Baca berita dengan sedikit iklan, klik di sini
Pada 1980-an, redaksi majalah Zaman dimarahi lewat telepon oleh ketua umum partai politik ternama. Apa pasal? Karena majalah itu memuat kartun karya Budi Indera Cahya, staf redaksi majalah itu, yang menggambarkan Garuda Pancasila dibawa ke dokter hewan untuk berobat. Semprotan sang ketua umum partai menyatakan kartun itu dianggap tidak etis dan merendahkan lambang negara. Sang kartunis tidak menjawab, cuma cekikikan.
Dalam gerakan reformasi yang sudah berumur 9 tahun ini, kejadian yang sebenarnya memikat itu sudah tidak kedengaran lagi. Karena apa? Karena kita semua sudah dianggap dewasa. Jadi sesungguhnya kedewasaan itu tidak enak dan merugikan, karena sudah tidak dijumpai kejadian atau sikap yang konyol lagi.
Tersebutlah seorang perupa, Haris Purnomo namanya, yang tidak lelah-lelahnya memamerkan Garuda Pancasila dan ribuan bayi di Galeri Nasional Jakarta, dalam karya-karyanya. Pamerannya dibuka bukan oleh pidato seperti biasanya, melainkan oleh antrean panjang untuk berbuka puasa ke-16, pada 28 September 2007. Berpuasa dalam cuaca yang panas tentu berat, tapi alhamdulillah, terhibur oleh isi pameran yang lugas.

» **Bahan yang Ditampilkan**:
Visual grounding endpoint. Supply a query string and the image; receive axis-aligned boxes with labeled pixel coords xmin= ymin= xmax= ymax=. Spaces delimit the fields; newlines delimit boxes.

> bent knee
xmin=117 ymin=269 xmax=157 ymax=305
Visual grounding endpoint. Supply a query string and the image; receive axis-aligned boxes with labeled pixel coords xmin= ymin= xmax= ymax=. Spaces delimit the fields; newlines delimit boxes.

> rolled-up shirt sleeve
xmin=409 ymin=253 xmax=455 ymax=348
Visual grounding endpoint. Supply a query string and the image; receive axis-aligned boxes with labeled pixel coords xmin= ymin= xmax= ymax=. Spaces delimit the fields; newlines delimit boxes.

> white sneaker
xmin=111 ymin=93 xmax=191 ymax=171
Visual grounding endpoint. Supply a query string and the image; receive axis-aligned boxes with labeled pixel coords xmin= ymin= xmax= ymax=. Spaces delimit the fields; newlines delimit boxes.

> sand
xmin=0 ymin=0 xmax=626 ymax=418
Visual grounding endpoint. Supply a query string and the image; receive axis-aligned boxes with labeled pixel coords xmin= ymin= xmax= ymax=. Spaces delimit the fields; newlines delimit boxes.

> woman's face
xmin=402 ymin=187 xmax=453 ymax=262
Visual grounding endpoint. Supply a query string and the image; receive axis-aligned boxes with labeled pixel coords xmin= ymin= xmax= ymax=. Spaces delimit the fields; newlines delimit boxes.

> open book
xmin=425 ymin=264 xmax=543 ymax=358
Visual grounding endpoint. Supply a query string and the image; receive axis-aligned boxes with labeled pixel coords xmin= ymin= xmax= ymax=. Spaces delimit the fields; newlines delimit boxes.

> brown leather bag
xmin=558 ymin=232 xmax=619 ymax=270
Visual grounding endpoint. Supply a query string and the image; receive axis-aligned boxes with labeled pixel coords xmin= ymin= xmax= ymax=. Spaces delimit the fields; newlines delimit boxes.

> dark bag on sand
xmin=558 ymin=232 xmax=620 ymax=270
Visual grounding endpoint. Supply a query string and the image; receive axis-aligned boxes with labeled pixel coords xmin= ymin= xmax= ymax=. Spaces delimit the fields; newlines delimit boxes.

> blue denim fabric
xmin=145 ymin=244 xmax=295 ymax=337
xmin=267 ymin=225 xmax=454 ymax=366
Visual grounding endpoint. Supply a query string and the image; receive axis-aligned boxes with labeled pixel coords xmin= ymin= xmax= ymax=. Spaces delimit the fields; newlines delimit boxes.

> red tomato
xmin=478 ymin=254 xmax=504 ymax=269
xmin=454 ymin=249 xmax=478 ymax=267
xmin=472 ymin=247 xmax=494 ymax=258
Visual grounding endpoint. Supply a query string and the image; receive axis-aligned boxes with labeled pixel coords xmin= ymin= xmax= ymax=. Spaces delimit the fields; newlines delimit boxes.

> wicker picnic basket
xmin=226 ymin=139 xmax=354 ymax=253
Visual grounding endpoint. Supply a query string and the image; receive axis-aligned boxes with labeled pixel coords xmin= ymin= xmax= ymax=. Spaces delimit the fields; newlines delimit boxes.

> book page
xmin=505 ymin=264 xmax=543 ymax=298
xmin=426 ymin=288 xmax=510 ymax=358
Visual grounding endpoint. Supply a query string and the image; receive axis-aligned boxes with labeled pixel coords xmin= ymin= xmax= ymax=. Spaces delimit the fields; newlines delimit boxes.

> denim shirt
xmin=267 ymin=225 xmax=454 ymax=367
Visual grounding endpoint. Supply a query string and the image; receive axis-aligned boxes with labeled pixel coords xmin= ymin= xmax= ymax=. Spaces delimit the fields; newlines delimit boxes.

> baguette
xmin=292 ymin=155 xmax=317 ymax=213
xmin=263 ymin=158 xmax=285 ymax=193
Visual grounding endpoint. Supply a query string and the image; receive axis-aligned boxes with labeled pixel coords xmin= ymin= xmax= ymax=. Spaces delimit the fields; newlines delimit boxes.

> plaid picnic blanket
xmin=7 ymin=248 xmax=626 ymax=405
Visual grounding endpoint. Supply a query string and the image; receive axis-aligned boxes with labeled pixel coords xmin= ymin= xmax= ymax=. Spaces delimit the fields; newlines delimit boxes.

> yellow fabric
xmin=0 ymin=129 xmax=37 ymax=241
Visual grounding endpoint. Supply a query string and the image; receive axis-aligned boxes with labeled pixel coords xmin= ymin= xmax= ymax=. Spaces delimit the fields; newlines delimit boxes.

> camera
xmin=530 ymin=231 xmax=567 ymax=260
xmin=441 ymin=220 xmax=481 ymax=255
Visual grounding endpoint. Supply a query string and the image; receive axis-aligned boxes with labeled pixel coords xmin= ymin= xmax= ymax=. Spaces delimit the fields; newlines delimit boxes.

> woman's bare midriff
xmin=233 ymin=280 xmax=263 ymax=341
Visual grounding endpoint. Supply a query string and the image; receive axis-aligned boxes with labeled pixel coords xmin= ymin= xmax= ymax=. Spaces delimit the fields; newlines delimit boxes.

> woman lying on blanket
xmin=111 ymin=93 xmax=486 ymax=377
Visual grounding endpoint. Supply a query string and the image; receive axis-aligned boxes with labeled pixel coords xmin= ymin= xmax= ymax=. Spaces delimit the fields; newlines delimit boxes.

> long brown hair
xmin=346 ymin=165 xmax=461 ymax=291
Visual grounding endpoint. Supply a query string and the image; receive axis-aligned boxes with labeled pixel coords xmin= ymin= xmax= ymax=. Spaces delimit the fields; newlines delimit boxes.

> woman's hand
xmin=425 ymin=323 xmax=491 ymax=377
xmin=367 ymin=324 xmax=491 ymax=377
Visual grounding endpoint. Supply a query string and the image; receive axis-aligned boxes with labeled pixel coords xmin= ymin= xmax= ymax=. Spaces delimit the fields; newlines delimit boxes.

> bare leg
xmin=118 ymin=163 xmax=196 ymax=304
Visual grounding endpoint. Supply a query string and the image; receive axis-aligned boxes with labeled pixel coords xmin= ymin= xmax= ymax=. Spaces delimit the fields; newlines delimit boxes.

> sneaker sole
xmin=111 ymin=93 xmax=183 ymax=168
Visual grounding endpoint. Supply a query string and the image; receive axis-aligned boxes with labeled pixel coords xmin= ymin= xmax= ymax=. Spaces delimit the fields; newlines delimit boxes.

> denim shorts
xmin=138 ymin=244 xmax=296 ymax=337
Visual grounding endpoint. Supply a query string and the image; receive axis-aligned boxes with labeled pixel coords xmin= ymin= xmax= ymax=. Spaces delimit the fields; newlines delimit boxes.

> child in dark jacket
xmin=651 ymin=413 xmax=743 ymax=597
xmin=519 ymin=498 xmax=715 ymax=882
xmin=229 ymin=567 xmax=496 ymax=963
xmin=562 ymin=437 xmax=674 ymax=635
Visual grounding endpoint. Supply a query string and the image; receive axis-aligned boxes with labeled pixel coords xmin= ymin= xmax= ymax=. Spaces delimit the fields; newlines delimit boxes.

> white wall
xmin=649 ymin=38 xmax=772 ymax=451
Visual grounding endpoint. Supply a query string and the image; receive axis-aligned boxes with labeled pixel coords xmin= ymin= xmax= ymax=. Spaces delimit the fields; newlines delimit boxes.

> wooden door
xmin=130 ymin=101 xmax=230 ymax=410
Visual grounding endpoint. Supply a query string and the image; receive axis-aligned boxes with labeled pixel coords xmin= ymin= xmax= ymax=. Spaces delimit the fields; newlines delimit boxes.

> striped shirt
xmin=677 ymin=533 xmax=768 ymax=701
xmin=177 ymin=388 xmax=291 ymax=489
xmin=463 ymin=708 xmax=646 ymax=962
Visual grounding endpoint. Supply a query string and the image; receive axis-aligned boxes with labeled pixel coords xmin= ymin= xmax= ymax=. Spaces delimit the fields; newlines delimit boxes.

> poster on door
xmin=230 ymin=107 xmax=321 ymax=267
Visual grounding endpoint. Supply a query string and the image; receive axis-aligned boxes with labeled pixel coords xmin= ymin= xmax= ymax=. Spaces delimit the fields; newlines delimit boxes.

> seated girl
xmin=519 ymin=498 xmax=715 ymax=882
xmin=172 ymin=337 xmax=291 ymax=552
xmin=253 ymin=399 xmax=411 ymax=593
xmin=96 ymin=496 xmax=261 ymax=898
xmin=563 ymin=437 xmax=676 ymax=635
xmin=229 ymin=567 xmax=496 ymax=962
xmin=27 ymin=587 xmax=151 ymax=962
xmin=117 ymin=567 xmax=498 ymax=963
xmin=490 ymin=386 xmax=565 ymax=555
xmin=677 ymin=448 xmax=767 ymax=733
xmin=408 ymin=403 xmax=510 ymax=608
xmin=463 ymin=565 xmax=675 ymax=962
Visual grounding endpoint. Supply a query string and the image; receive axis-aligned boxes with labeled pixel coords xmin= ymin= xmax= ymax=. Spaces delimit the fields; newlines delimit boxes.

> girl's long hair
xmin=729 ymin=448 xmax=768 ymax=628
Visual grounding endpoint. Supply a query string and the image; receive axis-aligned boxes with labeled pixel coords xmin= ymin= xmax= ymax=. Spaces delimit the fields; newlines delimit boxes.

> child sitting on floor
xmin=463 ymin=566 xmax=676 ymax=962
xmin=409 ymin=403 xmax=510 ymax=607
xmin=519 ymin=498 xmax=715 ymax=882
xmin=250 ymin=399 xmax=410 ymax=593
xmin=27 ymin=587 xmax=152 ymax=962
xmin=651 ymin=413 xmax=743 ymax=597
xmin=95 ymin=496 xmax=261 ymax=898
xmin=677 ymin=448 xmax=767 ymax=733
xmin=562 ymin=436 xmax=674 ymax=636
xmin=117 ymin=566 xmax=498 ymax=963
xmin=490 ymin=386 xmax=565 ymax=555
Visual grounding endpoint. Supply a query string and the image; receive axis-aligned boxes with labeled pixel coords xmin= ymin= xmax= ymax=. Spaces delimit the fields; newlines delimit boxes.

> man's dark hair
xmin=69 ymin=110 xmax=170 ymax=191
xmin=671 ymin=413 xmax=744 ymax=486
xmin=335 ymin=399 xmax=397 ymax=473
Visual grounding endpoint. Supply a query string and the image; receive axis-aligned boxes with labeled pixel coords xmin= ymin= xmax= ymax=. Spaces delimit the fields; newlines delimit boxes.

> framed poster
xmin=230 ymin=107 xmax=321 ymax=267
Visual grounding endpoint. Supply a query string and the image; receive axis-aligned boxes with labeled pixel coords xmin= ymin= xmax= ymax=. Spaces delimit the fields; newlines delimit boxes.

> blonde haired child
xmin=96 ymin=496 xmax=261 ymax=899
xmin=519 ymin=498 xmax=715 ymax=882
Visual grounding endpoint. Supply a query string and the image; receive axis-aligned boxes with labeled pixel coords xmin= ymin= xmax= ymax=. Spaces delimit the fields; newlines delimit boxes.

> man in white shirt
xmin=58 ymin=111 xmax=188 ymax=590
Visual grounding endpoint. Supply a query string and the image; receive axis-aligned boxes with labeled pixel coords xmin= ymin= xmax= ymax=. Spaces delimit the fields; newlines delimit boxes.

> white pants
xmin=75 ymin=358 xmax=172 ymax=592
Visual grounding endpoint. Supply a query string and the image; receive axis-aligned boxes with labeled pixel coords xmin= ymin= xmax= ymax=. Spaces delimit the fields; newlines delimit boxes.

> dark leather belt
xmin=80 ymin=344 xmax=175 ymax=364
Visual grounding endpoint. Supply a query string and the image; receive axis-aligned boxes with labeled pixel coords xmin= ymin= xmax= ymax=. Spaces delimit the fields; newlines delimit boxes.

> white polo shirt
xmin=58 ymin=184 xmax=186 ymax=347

» **Yang Harus Dikerjakan**:
Tulis ulang tanpa mengubah apa pun bagian dari bacaan tentang Garuda Pancasila, dimulai dari "Baca berita dengan" dan terus sampai "menjawab, cuma cekikikan.". Daftar tadi sama sekali tidak dipakai di sini.

» **Jawaban Lengkap**:
Baca berita dengan sedikit iklan, klik di sini
Pada 1980-an, redaksi majalah Zaman dimarahi lewat telepon oleh ketua umum partai politik ternama. Apa pasal? Karena majalah itu memuat kartun karya Budi Indera Cahya, staf redaksi majalah itu, yang menggambarkan Garuda Pancasila dibawa ke dokter hewan untuk berobat. Semprotan sang ketua umum partai menyatakan kartun itu dianggap tidak etis dan merendahkan lambang negara. Sang kartunis tidak menjawab, cuma cekikikan.